Task requirements —
1. Answer these questions using the article about cyclist Ayesha McGowan:
(a) Which team does McGowan ride for?
(b) How old is McGowan?
(c) On what day does the Tour kick off in Paris?
2. Carry on the article about cyclist Ayesha McGowan, starting after its last sentence.

Text excerpt —
________________

Even though professional cyclist Ayesha McGowan will be watching from home when her Liv Racing Xstra teammates take to in this year’s much-anticipated Tour de France Femmes, she’s already embracing the impact of the inaugural grand tour on her own future.
“Since I’ve been in the sport, I’ve had to inform [people] that there is no women’s Tour de France, like a full-way bike racing tour,” McGowan told On Her Turf. “But now I get to say that we have one, and that I can actually put that on my bucket list of races to participate in. So that’s super exciting.”
But as the first Black American women on a professional road cycling team, the 35-year-old activist and advocate also sees the resurrected race as way to highlight the importance of intersectionality within a traditionally male-led, predominantly white sport.
“From a representation standpoint, I do wish that there was more diversity within the peloton, and I don’t see that happening in this first edition,” said McGowan of the women’s field.
2022 Women’s Tour de France: How to watch, schedule, race history and more
But while it might not be obvious this year in Paris when the Tour kicks off Sunday, she’s optimistic about pro cycling’s future: “There’s just so many opportunities still left to be had, and we’re constantly pushing for change and betterment for the whole process and the whole community. … We’ll get there.”

________________

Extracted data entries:
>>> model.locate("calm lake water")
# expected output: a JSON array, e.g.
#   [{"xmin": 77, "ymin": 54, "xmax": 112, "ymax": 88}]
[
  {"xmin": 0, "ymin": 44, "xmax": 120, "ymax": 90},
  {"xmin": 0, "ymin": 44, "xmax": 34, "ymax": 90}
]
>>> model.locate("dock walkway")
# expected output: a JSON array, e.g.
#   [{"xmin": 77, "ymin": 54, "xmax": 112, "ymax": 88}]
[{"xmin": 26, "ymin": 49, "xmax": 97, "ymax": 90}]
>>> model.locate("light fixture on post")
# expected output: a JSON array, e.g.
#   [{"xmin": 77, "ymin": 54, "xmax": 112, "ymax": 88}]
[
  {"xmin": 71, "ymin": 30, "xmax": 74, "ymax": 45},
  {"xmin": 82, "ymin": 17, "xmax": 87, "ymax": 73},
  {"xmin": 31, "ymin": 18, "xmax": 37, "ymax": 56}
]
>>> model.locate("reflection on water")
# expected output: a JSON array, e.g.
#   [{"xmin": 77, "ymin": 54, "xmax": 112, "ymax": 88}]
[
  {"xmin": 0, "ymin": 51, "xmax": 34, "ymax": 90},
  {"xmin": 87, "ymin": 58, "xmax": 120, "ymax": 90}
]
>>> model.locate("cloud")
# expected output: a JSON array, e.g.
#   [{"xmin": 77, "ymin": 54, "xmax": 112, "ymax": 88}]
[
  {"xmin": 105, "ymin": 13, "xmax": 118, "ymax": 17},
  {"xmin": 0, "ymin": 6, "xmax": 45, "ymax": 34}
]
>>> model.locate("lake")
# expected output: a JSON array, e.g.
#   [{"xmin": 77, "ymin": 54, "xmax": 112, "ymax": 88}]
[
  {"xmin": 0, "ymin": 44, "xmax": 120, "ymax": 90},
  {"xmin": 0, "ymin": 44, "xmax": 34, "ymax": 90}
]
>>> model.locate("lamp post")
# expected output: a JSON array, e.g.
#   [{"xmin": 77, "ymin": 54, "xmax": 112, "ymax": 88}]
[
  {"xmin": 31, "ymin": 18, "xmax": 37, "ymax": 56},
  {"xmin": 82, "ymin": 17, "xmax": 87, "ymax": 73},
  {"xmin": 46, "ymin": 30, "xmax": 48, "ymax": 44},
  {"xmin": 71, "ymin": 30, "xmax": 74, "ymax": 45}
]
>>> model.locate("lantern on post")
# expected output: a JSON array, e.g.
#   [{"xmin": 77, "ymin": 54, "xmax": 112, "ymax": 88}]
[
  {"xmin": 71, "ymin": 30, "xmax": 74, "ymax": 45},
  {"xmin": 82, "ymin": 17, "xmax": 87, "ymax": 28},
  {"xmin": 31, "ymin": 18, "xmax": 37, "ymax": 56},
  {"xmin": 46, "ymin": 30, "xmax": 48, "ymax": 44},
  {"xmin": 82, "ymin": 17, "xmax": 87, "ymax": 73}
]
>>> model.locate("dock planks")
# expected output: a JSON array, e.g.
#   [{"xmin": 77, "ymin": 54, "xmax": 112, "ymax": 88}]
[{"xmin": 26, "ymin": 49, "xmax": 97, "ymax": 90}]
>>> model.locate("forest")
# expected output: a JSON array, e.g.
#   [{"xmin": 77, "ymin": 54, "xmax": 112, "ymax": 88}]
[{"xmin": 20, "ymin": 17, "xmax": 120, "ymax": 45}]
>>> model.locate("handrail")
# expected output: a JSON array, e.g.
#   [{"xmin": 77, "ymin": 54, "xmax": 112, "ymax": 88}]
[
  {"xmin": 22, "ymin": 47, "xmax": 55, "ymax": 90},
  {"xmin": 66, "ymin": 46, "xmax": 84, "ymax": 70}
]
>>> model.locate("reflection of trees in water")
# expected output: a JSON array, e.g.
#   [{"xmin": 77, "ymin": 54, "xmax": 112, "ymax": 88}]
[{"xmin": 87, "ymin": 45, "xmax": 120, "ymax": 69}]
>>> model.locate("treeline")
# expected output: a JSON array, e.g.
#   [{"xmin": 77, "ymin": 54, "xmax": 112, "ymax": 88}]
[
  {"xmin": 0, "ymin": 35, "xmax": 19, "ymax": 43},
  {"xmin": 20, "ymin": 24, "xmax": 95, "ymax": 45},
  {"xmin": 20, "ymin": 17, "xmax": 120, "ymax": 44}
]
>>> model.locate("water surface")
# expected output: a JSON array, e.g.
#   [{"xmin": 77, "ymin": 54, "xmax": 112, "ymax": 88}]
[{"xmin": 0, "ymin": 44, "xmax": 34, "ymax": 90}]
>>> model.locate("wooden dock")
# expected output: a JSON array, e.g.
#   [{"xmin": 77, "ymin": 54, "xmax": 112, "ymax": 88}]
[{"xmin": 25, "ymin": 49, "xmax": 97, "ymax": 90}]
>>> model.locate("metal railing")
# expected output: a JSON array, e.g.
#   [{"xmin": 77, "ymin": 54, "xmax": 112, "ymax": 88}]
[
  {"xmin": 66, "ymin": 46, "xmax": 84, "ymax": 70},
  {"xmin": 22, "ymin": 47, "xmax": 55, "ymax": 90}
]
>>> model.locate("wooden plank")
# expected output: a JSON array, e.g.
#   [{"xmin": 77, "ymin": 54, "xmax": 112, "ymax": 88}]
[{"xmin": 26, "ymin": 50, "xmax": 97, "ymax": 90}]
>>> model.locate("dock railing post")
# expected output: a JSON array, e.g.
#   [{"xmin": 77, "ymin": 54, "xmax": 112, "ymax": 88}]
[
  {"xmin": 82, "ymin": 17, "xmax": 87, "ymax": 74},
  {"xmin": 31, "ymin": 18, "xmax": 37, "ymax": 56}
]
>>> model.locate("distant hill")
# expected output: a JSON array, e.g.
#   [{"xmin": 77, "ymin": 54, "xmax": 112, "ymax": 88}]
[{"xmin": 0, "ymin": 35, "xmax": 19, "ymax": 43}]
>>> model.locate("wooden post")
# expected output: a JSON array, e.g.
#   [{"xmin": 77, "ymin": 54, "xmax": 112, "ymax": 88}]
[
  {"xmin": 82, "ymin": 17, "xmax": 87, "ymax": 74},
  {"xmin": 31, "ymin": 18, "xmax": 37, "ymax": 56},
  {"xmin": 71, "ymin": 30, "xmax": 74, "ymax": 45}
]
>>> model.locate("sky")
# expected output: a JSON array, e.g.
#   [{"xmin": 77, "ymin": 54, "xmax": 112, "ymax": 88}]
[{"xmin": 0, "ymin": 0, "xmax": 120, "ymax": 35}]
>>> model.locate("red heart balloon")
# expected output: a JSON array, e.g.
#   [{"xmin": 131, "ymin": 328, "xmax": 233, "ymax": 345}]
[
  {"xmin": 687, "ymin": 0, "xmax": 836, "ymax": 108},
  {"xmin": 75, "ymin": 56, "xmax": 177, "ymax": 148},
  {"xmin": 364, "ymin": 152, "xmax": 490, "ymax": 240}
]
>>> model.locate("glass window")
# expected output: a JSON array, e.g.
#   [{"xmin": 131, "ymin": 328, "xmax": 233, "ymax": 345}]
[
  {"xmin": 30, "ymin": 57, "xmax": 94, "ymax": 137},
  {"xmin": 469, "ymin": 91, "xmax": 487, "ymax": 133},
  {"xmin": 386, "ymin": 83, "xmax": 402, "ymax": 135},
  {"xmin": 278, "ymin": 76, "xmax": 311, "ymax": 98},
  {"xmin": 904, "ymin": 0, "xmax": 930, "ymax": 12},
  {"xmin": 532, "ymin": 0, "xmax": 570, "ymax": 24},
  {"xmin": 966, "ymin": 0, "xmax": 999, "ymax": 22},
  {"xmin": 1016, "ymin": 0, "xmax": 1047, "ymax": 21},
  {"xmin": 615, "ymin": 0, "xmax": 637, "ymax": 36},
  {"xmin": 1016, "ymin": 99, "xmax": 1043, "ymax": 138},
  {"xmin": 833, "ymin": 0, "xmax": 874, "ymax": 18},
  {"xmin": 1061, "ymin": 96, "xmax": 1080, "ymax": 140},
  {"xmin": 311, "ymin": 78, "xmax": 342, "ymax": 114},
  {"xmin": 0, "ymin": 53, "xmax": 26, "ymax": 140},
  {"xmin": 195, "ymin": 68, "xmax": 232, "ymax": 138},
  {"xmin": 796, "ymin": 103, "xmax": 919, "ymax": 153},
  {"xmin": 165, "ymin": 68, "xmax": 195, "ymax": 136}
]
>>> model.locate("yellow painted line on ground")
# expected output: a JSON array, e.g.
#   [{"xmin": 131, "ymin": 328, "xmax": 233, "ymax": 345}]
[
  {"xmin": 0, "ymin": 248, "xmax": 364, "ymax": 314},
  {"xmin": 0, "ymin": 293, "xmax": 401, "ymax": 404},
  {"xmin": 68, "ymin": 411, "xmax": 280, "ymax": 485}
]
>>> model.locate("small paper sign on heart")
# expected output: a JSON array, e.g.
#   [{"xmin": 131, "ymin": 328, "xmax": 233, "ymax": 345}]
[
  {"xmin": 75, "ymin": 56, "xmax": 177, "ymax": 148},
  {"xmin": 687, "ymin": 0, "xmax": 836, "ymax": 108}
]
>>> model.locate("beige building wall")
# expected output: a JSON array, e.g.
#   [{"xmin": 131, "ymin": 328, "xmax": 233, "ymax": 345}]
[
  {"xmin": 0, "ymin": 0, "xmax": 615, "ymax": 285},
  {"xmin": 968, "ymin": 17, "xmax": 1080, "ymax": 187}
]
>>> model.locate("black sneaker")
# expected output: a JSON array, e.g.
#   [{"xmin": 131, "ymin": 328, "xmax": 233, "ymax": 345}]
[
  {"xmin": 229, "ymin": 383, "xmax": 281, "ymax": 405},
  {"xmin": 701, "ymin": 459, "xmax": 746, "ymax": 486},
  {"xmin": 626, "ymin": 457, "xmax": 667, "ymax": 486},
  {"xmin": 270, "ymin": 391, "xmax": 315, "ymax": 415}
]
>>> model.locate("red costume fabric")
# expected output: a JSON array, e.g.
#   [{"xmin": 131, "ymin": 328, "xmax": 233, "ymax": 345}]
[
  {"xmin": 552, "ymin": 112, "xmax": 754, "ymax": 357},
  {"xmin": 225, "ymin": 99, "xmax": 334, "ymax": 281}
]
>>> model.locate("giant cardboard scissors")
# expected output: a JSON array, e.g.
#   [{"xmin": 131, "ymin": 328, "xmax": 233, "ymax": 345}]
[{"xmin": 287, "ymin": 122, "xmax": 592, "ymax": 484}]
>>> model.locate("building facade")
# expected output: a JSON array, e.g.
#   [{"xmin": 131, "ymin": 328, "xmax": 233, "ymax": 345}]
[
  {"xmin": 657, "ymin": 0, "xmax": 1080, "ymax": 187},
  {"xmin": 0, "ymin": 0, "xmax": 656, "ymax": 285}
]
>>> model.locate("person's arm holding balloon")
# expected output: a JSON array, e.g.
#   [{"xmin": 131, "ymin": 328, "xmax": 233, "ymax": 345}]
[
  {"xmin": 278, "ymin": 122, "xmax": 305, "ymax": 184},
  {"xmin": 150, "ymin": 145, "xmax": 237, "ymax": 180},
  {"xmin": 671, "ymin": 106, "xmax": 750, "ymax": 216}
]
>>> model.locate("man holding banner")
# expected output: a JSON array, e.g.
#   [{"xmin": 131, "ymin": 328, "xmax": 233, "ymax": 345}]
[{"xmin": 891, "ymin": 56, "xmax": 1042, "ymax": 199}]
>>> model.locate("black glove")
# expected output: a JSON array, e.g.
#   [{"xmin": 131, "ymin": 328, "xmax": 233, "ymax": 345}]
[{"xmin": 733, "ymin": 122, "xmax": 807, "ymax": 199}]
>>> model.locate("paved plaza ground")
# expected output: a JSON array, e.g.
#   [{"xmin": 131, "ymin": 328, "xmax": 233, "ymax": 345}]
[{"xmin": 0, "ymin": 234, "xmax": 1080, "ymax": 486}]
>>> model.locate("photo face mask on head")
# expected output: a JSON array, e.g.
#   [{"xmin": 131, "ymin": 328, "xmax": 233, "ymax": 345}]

________________

Task-by-task outputs —
1.
(a) Liv Racing Xstra
(b) 35
(c) Sunday

2.
Her approach starts with a simple, “never-assume” mentality that begins by making sure opportunities are actually presented to communities of color.
“I think there’s a lot of selection that happens before consideration,” said McGowen, who didn’t take up cycling until she was 26 and made her professional debut in September at Tour Cycliste Feminin International de l’Ardeche, where she recorded a seventh-place finish in the sixth stage. “People assume that people of color don’t want to do something, or won’t want to participate in something, or wouldn’t be interested in something.
“I think that is a bias that I wish that the community would get rid of. Because if you do create opportunities — and present those opportunities — oftentimes people will take them and show up.”
She hopes representation will get an uptick from recent developments within the sport over the last two years, including the fact that women’s world tour teams are now required to pay their riders a minimum salary. Additionally, McGowen praised the investment that industry partners including the popular social platform Strava are making not only in women’s sports but also in more equity, inclusion and ease of entry for women looking to participate and excel in professional competition.
“I think it’s important that that Strava is investing in women’s racing and not just women’s racing, but just getting women to the starting line of whatever sport that they’re interested in,” said McGowan. “I think the reason that my my story resonates with so many people is because they can see themselves in it, even if they’re not trying to race bikes. And so I think creating those opportunities and making space for those people and giving the resources to be the community that is trying to build opportunities is super important.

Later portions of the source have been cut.